** BEGIN STORED DATA **

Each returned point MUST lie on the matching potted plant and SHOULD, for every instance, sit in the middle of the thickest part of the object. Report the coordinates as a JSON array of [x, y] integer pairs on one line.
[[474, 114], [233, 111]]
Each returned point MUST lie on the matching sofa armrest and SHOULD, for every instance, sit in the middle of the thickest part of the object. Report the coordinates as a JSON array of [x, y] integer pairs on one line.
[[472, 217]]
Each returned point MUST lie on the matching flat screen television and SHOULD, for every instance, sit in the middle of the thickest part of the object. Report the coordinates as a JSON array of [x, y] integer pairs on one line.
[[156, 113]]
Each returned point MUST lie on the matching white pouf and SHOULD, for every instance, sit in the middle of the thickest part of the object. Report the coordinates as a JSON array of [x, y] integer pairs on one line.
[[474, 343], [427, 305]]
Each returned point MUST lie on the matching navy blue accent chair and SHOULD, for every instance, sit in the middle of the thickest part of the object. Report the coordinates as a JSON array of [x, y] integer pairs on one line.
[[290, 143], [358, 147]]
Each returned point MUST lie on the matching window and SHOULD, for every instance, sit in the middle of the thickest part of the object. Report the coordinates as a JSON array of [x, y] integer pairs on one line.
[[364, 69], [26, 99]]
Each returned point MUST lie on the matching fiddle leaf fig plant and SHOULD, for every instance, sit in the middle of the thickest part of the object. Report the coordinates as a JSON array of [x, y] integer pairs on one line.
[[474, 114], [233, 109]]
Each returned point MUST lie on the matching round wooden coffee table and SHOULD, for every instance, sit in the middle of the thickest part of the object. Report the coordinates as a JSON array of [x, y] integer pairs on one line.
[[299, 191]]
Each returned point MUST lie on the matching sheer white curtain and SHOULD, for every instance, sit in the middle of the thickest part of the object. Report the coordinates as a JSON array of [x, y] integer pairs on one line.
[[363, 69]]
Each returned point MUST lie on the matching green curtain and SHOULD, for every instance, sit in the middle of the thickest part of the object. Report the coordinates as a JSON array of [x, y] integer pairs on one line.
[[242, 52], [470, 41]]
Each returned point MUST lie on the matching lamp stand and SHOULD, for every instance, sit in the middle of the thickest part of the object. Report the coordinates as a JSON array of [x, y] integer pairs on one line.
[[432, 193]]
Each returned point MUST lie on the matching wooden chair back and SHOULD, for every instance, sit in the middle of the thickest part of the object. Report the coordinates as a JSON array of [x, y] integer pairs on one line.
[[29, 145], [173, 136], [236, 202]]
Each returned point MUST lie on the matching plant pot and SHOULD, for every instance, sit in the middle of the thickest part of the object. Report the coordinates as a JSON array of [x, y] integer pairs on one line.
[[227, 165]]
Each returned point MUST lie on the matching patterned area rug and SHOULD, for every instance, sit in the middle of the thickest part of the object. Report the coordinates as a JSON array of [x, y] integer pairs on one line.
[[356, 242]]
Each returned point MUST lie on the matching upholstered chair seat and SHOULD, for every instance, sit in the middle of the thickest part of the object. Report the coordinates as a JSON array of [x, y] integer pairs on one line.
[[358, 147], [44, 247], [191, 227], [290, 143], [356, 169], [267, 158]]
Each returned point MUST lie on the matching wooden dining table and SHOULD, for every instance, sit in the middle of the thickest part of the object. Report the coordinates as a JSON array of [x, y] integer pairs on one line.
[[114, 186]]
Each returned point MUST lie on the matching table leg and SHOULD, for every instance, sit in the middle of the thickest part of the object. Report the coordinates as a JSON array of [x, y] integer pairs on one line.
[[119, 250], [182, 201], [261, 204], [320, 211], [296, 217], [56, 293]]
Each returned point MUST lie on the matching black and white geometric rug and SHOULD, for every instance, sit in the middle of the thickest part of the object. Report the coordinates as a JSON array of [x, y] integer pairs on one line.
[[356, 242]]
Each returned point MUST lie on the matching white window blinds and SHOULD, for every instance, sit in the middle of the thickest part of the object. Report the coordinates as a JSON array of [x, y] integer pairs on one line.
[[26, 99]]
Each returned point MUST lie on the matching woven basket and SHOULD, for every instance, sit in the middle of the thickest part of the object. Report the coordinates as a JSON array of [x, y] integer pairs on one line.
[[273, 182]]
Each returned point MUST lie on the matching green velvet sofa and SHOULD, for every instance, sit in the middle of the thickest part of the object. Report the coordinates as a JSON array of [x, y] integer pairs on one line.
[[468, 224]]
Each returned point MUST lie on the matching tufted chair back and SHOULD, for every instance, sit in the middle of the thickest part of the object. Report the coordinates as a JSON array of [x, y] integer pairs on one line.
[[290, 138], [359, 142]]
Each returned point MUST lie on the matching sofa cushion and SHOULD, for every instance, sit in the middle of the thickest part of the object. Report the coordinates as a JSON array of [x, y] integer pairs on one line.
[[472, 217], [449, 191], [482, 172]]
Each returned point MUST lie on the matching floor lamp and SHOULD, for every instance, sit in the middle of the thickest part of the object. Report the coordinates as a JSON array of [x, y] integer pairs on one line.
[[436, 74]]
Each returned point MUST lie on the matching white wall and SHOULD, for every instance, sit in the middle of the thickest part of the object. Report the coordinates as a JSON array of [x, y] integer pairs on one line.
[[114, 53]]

** END STORED DATA **

Copy every row above character for character, from the first row through the last.

*WRITTEN RESPONSE:*
Each returned point MUST lie on the matching potted plant and SHOULD, for every instance, sit in the middle of the thickest part of the object. Report the coordinates as a JSON array of [x, y] integer pairs on one line.
[[474, 114], [233, 111]]
Each returned point MUST lie on the matching sofa armrest and SHOULD, for every instance, sit in the middle of the thickest part of the object. Report the coordinates as a JSON array of [x, y] integer pairs on one line.
[[472, 217]]
Each returned point MUST lie on the matching flat screen television and SHOULD, for every instance, sit in the middle of the thickest part of the object. Report the coordinates as a JSON array of [x, y] integer pairs on one line.
[[156, 113]]
Each returned point MUST lie on the matching white pouf and SHOULD, for every instance, sit in the middle of the thickest part of the object. Report the coordinates as a JSON array of [x, y] integer pairs on one line.
[[474, 343], [427, 305]]
Each returned point MUST lie on the matching navy blue accent chair and SHOULD, for every instance, sit in the middle of the thickest part of the object. Report the coordinates as a JSON array of [x, y] integer pairs on one line.
[[290, 143], [358, 147]]
Each returned point MUST lie on the matching window and SHOULD, for every instance, sit in the middle of the thickest part of the object. Report the coordinates as a JSON array of [x, y] integer pairs on one line.
[[364, 69], [26, 99]]
Each returned point MUST lie on the matching fiddle leaf fig plant and SHOULD, for every instance, sit in the middle of the thickest part of the object. Report the coordinates as a JSON array of [x, y] integer pairs on one line.
[[474, 114], [233, 109]]
Each returned point MUST lie on the matching round wooden coffee table and SHOULD, for every instance, sit in the middle of the thickest part of the object. Report the coordinates as a JSON array of [x, y] integer pairs on one line.
[[299, 191]]
Each returned point MUST lie on the matching sheer white curtain and SHOULD, for every instance, sit in the middle of the thickest part of the object. Report the coordinates as a JSON array of [x, y] integer pairs on one line.
[[363, 69]]
Each returned point MUST lie on the matching green curtain and SHOULD, for every instance, sit in the middle of the thickest part of the object. Report the coordinates as a JSON array of [x, y] integer pairs on one line.
[[242, 52], [470, 41]]
Each returned point MUST lie on the matching lamp stand and SHOULD, for every instance, sit in the middle of the thickest part of the object. Report the coordinates as a JSON array of [x, y] integer pairs on one line.
[[432, 193]]
Each returned point MUST lie on the matching wooden chair back and SHOULD, for every instance, sit in the middle of the thickest part of the object. Report the coordinates as a JSON array of [x, y] integer pairs on one line.
[[29, 145], [173, 136], [236, 202]]
Each returned point MUST lie on the matching plant pot and SHOULD, for every instance, sit in the middle of the thickest part of the object. Report the coordinates as a JSON array of [x, y] integer pairs on one line.
[[227, 165]]
Each returned point MUST lie on the matching patterned area rug and SHOULD, for every instance, sit in the middle of the thickest part of the object. Report the coordinates as a JSON array of [x, y] integer pairs on one line.
[[356, 242]]
Each returned point MUST lie on the matching upholstered chair seat and SHOULD, for every instance, sit in the middle of the thickest part of the object. Report the coordinates as a JSON array of [x, y] integer pairs on one line.
[[358, 147], [44, 247], [191, 227], [290, 143], [356, 169], [267, 158]]
Each returned point MUST lie on the matching wooden dining table and SHOULD, for every instance, sit in the middle of the thickest part of the object. Report the coordinates as a JSON array of [x, y] integer pairs on one line.
[[114, 186]]
Each returned point MUST lie on the matching table leg and SHOULD, for every instance, sit in the middle of the thickest part of the object. Report the coordinates as a JSON array of [x, y] integer pairs on one line.
[[119, 250], [182, 201], [261, 204], [320, 211], [296, 217], [56, 293]]
Each returned point MUST lie on the matching black and white geometric rug and SHOULD, for every instance, sit in the middle of the thickest part of the object. Report the coordinates as a JSON array of [x, y] integer pairs on one line.
[[356, 242]]
Each returned point MUST lie on the matching white window blinds and SHOULD, for every instance, sit in the middle of the thickest part of the object. Report the coordinates as a JSON array of [x, y] integer pairs on one line.
[[26, 99]]
Each returned point MUST lie on the matching woven basket and SHOULD, for every instance, sit in the middle of the thickest part of the object. Report the coordinates as a JSON array of [x, y] integer pairs on one line.
[[273, 182]]
Each returned point MUST lie on the matching green velvet sofa and SHOULD, for every instance, sit in the middle of the thickest part of the object. Report the coordinates as a JSON array of [x, y] integer pairs on one line.
[[468, 224]]
Each returned point MUST lie on the matching tufted chair back and SHOULD, for every instance, sit in the middle of the thickest part of the object. Report the coordinates as a JSON array of [x, y] integer pairs on one line.
[[290, 138], [359, 142]]
Each returned point MUST lie on the matching sofa cushion and SHOULD, for every instance, sit in the middle of the thickest part of the object. Report the coordinates as a JSON array of [x, y] integer pairs on one line.
[[472, 217], [449, 191], [482, 172]]
Each returned point MUST lie on the matching floor lamp and SHOULD, for every instance, sit in the middle of the thickest part of the object. Report the coordinates as a JSON array of [x, y] integer pairs on one line.
[[436, 74]]
Each returned point MUST lie on the matching white wall and SHOULD, for every instance, sit in the middle of the thickest part of the object. Report the coordinates as a JSON array of [x, y] integer pairs on one line.
[[114, 53]]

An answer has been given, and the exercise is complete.